▶ Requirement A: In the text on habits and money, swap "destiny" for "fate" and write out the passage starting with "Once we’re craving" and going on through "the long run.".
▶ Requirement B: In the text on habits and money, which book is recommended for a helpful tour of how habits work?
▶ Requirement C: Go on with the text on habits and money from where it stops.

Which negative habits are setting you back financially from reaching your goals? Are you carrying debt? Or does your cash get frittered away here and there without you knowing where it’s flowing or where it needs to?
What positive habits to you want to start? Saving money every time you’re paid? Holding off on big purchase until you’re sure they’re right?
The other day I was discussing with a friend how to kickstart their savings habit. ‘How do you do it?’ she wondered aloud.
There have been huge strides forward in the last decade or so of people’s understanding of how habits work. We now have some powerful ideas on how to tweak these routines that we fall into. If you’d like to get more into it, Charles Duhigg’s The Power of Habit gives a helpful tour.
Habits follow a familiar pattern. First off there is a cue – sort of a trigger – that starts the habit off. (Though sometimes it is challenging to figure out exactly what triggers certain habits.)
Secondly, there is the routine itself – the action we take when the cue presents itself.
Finally, there is the reward we get in the end, which in turn reinforces the habit.
So with my boss’s retail therapy, the cue was probably a rough meeting (or three) with her own boss at the time; the routine was hitting a handful of shops and buying a new outfit (or two); and the reward was the relief and compensation that came with those purchases.
The cycle of cues, routines and rewards repeats itself over and over. And what propels the cycle forward is a craving for that reward at the end.
Once we’re craving that reward, we are basically programmed to go through that routine every time the cue presents itself.
The good news, as Duhigg points out, is that habits are not our destiny. They may seem inescapable at first, and our brains do in fact store them away permanently so that they can resurface at any time. However, they can be adjusted or even replaced by other routines.
Say you regular spend on something $50 or more (insert your dollar amount here) after a hard day at work. You can set a new habit to make sure you really want to spend that: “Each time I buy something costing $50 or more, I will sleep on it overnight before doing so.” So you’re not denying yourself that item, but putting in place a habit that helps you make decisions you’re happy with in the long run.

(Stored data entries)
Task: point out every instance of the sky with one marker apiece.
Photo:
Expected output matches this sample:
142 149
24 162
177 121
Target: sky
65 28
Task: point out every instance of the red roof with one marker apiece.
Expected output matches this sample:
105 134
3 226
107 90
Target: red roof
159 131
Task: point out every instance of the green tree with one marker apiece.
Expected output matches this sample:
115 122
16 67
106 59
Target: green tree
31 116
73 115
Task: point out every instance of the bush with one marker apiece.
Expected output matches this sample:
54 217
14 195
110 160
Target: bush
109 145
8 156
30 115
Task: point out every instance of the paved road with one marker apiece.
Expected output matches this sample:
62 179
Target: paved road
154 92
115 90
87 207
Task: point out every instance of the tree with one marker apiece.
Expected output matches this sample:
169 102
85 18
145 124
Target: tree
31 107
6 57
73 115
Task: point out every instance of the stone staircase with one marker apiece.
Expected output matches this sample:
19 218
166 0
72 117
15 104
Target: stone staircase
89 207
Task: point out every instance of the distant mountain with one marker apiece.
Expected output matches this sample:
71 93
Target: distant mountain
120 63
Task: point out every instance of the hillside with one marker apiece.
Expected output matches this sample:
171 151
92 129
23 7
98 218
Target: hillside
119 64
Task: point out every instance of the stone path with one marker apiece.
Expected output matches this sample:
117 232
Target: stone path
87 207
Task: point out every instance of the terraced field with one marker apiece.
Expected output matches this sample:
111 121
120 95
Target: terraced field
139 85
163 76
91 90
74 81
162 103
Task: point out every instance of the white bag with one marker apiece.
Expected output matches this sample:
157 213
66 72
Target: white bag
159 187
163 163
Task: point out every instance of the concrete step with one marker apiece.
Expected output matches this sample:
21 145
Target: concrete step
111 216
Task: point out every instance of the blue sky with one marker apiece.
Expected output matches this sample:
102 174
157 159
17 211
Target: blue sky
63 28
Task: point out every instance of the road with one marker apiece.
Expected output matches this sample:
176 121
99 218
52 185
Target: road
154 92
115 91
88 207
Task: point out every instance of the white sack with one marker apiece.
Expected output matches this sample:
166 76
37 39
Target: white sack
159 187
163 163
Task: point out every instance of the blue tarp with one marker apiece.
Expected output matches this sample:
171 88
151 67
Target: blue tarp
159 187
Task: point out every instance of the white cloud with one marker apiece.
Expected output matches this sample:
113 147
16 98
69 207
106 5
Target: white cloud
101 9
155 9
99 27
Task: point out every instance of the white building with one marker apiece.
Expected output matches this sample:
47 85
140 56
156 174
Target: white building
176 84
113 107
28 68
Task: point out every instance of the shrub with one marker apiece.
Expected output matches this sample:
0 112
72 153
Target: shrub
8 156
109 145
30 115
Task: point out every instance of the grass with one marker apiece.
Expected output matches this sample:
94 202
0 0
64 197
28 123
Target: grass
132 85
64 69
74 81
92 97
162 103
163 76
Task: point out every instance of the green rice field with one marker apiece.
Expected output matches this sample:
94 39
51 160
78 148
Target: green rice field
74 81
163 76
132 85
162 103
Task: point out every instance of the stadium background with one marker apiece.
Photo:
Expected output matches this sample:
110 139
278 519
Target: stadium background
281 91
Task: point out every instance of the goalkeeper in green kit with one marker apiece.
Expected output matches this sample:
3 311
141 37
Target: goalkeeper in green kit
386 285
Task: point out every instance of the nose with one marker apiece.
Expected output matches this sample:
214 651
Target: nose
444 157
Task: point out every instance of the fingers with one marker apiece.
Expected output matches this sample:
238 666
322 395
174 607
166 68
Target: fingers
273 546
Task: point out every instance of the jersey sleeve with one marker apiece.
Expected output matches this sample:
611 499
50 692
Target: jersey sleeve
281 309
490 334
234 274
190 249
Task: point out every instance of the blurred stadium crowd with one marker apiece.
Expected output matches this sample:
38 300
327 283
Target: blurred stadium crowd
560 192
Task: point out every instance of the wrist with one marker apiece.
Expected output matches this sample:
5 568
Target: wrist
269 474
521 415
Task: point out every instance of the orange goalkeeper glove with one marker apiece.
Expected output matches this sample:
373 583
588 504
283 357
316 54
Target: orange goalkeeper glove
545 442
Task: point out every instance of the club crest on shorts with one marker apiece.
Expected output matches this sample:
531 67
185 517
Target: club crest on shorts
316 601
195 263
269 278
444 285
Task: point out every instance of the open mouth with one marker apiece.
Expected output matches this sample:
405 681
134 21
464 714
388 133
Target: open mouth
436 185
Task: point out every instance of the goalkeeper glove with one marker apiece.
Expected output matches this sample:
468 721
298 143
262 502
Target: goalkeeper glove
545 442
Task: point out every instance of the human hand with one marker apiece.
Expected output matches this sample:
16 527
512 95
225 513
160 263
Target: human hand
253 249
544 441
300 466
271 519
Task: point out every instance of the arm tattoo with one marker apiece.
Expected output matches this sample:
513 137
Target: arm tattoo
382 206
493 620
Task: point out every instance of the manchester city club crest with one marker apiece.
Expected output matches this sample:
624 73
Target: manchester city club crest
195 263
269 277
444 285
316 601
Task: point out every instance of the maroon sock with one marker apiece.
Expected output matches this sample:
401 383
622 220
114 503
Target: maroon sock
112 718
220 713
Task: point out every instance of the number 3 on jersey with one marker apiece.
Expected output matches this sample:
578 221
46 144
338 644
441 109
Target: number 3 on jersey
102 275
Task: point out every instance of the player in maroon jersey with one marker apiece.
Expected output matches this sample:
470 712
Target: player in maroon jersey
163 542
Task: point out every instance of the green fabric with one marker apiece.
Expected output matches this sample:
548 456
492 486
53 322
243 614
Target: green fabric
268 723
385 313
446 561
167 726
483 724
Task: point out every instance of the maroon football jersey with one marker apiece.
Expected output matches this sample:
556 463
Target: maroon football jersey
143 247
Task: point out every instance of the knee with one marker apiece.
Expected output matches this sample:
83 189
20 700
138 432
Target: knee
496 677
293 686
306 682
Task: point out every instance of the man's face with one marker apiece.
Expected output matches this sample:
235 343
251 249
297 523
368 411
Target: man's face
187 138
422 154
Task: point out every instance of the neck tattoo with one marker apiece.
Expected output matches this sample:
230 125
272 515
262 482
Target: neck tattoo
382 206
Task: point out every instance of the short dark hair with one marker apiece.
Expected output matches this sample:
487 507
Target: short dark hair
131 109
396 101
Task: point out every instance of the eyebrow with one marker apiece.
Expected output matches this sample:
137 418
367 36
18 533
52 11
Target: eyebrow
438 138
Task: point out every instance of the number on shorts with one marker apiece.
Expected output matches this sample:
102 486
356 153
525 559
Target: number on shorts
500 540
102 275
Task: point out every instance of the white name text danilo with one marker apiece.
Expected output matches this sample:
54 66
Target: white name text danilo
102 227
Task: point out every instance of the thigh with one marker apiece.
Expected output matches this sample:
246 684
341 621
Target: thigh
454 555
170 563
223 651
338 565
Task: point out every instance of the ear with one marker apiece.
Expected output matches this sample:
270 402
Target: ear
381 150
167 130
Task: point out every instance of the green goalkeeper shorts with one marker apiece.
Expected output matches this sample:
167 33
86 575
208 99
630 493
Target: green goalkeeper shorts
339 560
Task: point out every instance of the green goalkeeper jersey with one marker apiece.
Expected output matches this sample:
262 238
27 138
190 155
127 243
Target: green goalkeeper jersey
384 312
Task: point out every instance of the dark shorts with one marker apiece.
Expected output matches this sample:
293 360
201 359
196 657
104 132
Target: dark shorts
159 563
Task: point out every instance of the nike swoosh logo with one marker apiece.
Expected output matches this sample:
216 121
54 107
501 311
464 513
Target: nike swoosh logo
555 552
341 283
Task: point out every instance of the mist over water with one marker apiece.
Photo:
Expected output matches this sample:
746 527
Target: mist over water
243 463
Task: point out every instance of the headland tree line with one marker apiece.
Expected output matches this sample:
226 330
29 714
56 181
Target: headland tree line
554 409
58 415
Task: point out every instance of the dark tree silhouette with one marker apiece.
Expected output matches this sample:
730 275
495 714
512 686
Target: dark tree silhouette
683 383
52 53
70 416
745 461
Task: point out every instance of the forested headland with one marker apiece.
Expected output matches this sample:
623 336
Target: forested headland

▶ Response A:
Once we’re craving that reward, we are basically programmed to go through that routine every time the cue presents itself.
The good news, as Duhigg points out, is that habits are not our fate. They may seem inescapable at first, and our brains do in fact store them away permanently so that they can resurface at any time. However, they can be adjusted or even replaced by other routines.
Say you regular spend on something $50 or more (insert your dollar amount here) after a hard day at work. You can set a new habit to make sure you really want to spend that: “Each time I buy something costing $50 or more, I will sleep on it overnight before doing so.” So you’re not denying yourself that item, but putting in place a habit that helps you make decisions you’re happy with in the long run.

▶ Response B: Charles Duhigg's The Power of Habit.

▶ Response C:
To change up the habit entirely, we can find out what triggers it, examine what we’re really craving, and find new routines that give us the same rewards.
After all, with retail therapy for example, we’re not really craving that new outfit, we’re craving that compensation (above our salary) for having a tough day. If the shopping is breaking our budget, there should be other things we can find to make us feel better.
But what about starting those positive habits? Since we all already have thousands of small daily habits in place, turns out one of the easier ways to start a new one is to stack it on top of an existing habit. Thanks to James Clear, it’s a thing: habit stacking.
Do you have a coffee every morning? (We promise we’re not going to tell you to kick your takeaway coffee habit!) With habit stacking, you essentially pair one habit with another. For instance, each time you sit down to drink your coffee, take a few minutes to track your spending from the day before.
Or maybe after you and your partner do the Saturday morning house clean. Each time you finish, spend 30 minutes checking in on your money goals with each other.
There’s so much potential for kicking, picking and even stacking new habits!
I’ve been wondering a lot about which habits are worth picking up – before I end up with some more I really could do without. With the right ones in place, a lot can be accomplished in life.